Could you repeat every record exactly as it appears?

---------- PROVIDED DATA ----------

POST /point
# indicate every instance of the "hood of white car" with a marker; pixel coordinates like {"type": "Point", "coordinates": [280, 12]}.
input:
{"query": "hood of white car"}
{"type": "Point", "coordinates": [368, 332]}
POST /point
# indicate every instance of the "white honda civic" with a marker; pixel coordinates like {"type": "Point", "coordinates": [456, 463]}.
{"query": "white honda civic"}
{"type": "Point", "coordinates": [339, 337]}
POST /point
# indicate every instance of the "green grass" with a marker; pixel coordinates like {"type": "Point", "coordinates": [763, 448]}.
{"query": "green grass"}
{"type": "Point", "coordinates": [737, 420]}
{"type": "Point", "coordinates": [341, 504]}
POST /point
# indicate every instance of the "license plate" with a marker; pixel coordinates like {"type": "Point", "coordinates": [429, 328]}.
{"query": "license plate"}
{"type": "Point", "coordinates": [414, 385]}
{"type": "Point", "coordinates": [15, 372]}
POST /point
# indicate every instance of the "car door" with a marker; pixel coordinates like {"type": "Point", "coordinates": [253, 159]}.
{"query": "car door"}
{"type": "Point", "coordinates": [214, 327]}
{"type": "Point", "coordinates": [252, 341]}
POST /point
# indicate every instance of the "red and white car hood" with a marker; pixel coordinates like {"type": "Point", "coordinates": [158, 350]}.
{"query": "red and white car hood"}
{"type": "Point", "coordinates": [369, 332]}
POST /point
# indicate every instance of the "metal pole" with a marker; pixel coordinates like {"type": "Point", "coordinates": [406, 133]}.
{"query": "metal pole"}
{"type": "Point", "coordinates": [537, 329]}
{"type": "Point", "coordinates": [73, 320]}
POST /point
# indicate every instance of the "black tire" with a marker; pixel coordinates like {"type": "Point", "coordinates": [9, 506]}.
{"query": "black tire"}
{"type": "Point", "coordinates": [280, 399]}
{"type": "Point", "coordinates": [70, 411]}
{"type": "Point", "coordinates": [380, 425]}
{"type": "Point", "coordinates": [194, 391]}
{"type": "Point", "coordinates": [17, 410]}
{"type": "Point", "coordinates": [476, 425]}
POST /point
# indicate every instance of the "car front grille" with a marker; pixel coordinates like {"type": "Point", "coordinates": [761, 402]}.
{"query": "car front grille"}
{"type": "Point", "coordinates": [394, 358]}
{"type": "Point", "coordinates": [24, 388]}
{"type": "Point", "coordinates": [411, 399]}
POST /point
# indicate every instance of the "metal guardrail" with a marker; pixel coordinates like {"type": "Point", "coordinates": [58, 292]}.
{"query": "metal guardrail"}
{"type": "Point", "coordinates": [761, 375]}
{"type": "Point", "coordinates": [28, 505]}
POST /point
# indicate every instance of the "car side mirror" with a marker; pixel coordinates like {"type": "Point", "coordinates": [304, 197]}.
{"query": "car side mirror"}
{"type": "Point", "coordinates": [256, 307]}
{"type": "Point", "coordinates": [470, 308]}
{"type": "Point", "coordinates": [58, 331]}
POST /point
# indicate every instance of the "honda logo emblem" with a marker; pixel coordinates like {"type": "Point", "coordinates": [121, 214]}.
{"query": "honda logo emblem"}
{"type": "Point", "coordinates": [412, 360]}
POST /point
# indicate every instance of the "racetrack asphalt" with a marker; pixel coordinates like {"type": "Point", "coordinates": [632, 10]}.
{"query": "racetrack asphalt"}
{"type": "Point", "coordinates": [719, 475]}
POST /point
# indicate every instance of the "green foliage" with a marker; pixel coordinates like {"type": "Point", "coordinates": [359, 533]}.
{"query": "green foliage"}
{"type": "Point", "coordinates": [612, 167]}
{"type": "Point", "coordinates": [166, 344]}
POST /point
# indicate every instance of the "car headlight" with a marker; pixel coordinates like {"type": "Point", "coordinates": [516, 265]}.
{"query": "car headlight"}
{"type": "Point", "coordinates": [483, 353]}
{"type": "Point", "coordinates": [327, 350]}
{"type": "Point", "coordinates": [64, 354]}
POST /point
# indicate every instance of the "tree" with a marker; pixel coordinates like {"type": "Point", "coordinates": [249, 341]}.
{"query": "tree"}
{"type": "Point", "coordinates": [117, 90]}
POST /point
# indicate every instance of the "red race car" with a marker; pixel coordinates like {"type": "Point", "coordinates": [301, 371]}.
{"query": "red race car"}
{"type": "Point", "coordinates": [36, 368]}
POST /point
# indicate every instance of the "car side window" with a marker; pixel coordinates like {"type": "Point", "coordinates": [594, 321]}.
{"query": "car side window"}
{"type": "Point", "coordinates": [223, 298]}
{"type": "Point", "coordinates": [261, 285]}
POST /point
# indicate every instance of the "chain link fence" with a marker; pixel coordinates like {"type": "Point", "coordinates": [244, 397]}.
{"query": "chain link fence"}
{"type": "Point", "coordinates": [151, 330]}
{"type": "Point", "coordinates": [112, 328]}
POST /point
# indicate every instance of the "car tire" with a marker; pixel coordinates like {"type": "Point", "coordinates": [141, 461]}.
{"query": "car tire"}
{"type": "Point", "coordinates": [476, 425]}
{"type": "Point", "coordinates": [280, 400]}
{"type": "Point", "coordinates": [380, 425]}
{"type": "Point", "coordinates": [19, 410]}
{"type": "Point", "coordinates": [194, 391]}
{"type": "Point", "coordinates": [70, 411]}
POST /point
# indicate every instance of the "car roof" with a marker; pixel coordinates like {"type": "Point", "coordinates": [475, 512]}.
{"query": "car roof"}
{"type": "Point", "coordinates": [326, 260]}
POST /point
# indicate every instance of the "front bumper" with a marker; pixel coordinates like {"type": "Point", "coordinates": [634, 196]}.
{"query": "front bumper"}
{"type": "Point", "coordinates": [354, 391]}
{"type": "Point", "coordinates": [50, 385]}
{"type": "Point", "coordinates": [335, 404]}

----------

▶ **WRITTEN RESPONSE**
POST /point
# indicate every instance of the "hood of white car" with a marker; pixel coordinates like {"type": "Point", "coordinates": [280, 12]}.
input:
{"query": "hood of white car"}
{"type": "Point", "coordinates": [368, 332]}
POST /point
# indicate every instance of the "white honda civic" with a marker; pixel coordinates like {"type": "Point", "coordinates": [456, 463]}.
{"query": "white honda civic"}
{"type": "Point", "coordinates": [339, 337]}
POST /point
# indicate every instance of the "green grass" with a marker; pixel coordinates like {"type": "Point", "coordinates": [763, 448]}.
{"query": "green grass"}
{"type": "Point", "coordinates": [737, 420]}
{"type": "Point", "coordinates": [341, 504]}
POST /point
# indicate every instance of the "license plate" with a marker; pixel coordinates like {"type": "Point", "coordinates": [429, 328]}.
{"query": "license plate"}
{"type": "Point", "coordinates": [414, 385]}
{"type": "Point", "coordinates": [15, 372]}
POST /point
# indicate every instance of the "car door" with a marker; pixel coordinates like {"type": "Point", "coordinates": [253, 159]}.
{"query": "car door"}
{"type": "Point", "coordinates": [214, 327]}
{"type": "Point", "coordinates": [252, 341]}
POST /point
# indicate every instance of the "red and white car hood" with a marker; pixel coordinates like {"type": "Point", "coordinates": [158, 350]}.
{"query": "red and white car hood"}
{"type": "Point", "coordinates": [369, 332]}
POST /point
# indicate every instance of the "metal pole" with a marker; pixel coordinates like {"type": "Point", "coordinates": [406, 133]}.
{"query": "metal pole"}
{"type": "Point", "coordinates": [537, 329]}
{"type": "Point", "coordinates": [73, 320]}
POST /point
# indicate every instance of the "black tire" with a marker; pixel coordinates like {"type": "Point", "coordinates": [9, 506]}.
{"query": "black tire"}
{"type": "Point", "coordinates": [280, 399]}
{"type": "Point", "coordinates": [70, 411]}
{"type": "Point", "coordinates": [380, 425]}
{"type": "Point", "coordinates": [194, 391]}
{"type": "Point", "coordinates": [17, 410]}
{"type": "Point", "coordinates": [476, 425]}
POST /point
# indicate every instance of the "car front grille" with a marker; pixel coordinates like {"type": "Point", "coordinates": [761, 402]}.
{"query": "car front grille"}
{"type": "Point", "coordinates": [394, 358]}
{"type": "Point", "coordinates": [24, 388]}
{"type": "Point", "coordinates": [411, 399]}
POST /point
# indicate every instance of the "metal guardrail" with a marker; pixel coordinates like {"type": "Point", "coordinates": [58, 292]}.
{"query": "metal guardrail"}
{"type": "Point", "coordinates": [761, 375]}
{"type": "Point", "coordinates": [28, 505]}
POST /point
# indicate every instance of the "car side mirror" with a marker; pixel coordinates like {"type": "Point", "coordinates": [304, 197]}.
{"query": "car side mirror"}
{"type": "Point", "coordinates": [256, 307]}
{"type": "Point", "coordinates": [470, 308]}
{"type": "Point", "coordinates": [58, 331]}
POST /point
# indicate every instance of the "honda logo emblem" with a marker; pixel coordinates like {"type": "Point", "coordinates": [121, 214]}.
{"query": "honda logo emblem"}
{"type": "Point", "coordinates": [412, 360]}
POST /point
# indicate every instance of the "racetrack asphalt" with a marker; pixel coordinates like {"type": "Point", "coordinates": [632, 10]}.
{"query": "racetrack asphalt"}
{"type": "Point", "coordinates": [719, 475]}
POST /point
# indicate every instance of the "green foliage" with a marker; pixel coordinates like {"type": "Point", "coordinates": [359, 533]}.
{"query": "green foliage"}
{"type": "Point", "coordinates": [612, 167]}
{"type": "Point", "coordinates": [166, 344]}
POST /point
# indicate every instance of the "car headlight" with a marker; pixel coordinates like {"type": "Point", "coordinates": [516, 265]}.
{"query": "car headlight"}
{"type": "Point", "coordinates": [483, 353]}
{"type": "Point", "coordinates": [327, 350]}
{"type": "Point", "coordinates": [64, 354]}
POST /point
# indicate every instance of the "tree" with a marker; pixel coordinates like {"type": "Point", "coordinates": [249, 341]}.
{"query": "tree"}
{"type": "Point", "coordinates": [117, 90]}
POST /point
# indicate every instance of the "red race car" with a marker; pixel coordinates like {"type": "Point", "coordinates": [301, 371]}.
{"query": "red race car"}
{"type": "Point", "coordinates": [36, 368]}
POST /point
# indicate every instance of the "car side window" with a marker; pixel coordinates like {"type": "Point", "coordinates": [594, 321]}.
{"query": "car side window"}
{"type": "Point", "coordinates": [223, 298]}
{"type": "Point", "coordinates": [261, 285]}
POST /point
# indicate every instance of the "chain link fence" with a marker; pixel coordinates like {"type": "Point", "coordinates": [244, 397]}.
{"query": "chain link fence"}
{"type": "Point", "coordinates": [151, 330]}
{"type": "Point", "coordinates": [112, 328]}
POST /point
# indicate every instance of the "car tire" with a marker; pixel coordinates like {"type": "Point", "coordinates": [141, 461]}.
{"query": "car tire"}
{"type": "Point", "coordinates": [476, 425]}
{"type": "Point", "coordinates": [280, 400]}
{"type": "Point", "coordinates": [380, 425]}
{"type": "Point", "coordinates": [19, 410]}
{"type": "Point", "coordinates": [194, 391]}
{"type": "Point", "coordinates": [70, 411]}
POST /point
# indicate every instance of the "car roof" with a marker; pixel coordinates like {"type": "Point", "coordinates": [475, 512]}.
{"query": "car roof"}
{"type": "Point", "coordinates": [326, 260]}
POST /point
# indicate every instance of the "front bumper" with a marker; pixel coordinates like {"type": "Point", "coordinates": [634, 196]}.
{"query": "front bumper"}
{"type": "Point", "coordinates": [354, 391]}
{"type": "Point", "coordinates": [50, 385]}
{"type": "Point", "coordinates": [335, 404]}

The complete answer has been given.